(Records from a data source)
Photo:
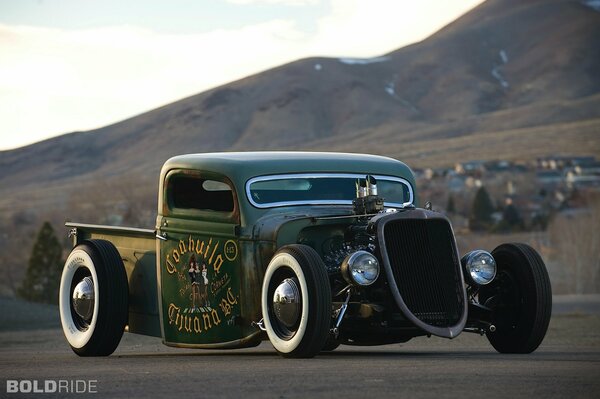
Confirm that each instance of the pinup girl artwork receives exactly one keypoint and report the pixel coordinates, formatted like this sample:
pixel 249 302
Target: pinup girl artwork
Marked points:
pixel 194 273
pixel 205 287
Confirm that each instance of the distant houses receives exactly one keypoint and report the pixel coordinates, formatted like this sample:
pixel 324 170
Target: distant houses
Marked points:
pixel 537 188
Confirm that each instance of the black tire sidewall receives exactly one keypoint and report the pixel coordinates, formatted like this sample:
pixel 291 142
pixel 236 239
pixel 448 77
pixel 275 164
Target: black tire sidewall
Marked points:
pixel 313 329
pixel 529 274
pixel 110 316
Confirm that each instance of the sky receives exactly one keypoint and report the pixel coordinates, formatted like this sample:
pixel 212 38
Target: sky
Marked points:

**Prompt:**
Tally the lines in the records that contain the word "Confirm"; the answer is that number and nothing more.

**Problem solution:**
4